Problem to work on – Copy out all of the records below word for word, omitting the pictures.

Extracted information –

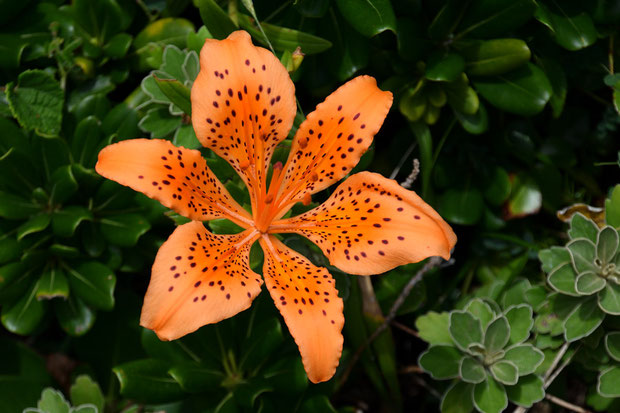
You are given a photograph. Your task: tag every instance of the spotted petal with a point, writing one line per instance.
(308, 300)
(243, 105)
(330, 142)
(371, 224)
(198, 278)
(177, 177)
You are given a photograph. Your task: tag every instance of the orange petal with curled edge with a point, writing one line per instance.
(370, 224)
(243, 104)
(199, 278)
(177, 177)
(307, 298)
(330, 142)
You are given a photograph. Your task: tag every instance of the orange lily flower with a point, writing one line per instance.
(243, 106)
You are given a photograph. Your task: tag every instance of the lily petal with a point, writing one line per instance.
(199, 278)
(177, 177)
(243, 105)
(308, 300)
(370, 224)
(330, 142)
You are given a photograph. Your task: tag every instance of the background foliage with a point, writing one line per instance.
(511, 108)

Correct answer –
You are given a photograph. Your task: tag every instance of the spotted petal with a point, writing one line per instance.
(308, 300)
(243, 105)
(330, 142)
(371, 224)
(198, 278)
(177, 177)
You are given a photograph. Your task: tag every instance of the orange petal with curled edge with a point, writing one line per instance.
(370, 224)
(243, 104)
(199, 278)
(177, 177)
(307, 298)
(330, 142)
You are given a photograph. Your task: tag every instance of the orange lily flower with a point, writing one line per instance.
(243, 106)
You are given a photograph. Your task: tag every instance of the lily petal with a point, writing one line per instance.
(199, 278)
(177, 177)
(243, 105)
(308, 300)
(370, 224)
(330, 142)
You are given a photograph. Your task: tag every instance of the background foliage with a point, writing one line per instance.
(511, 108)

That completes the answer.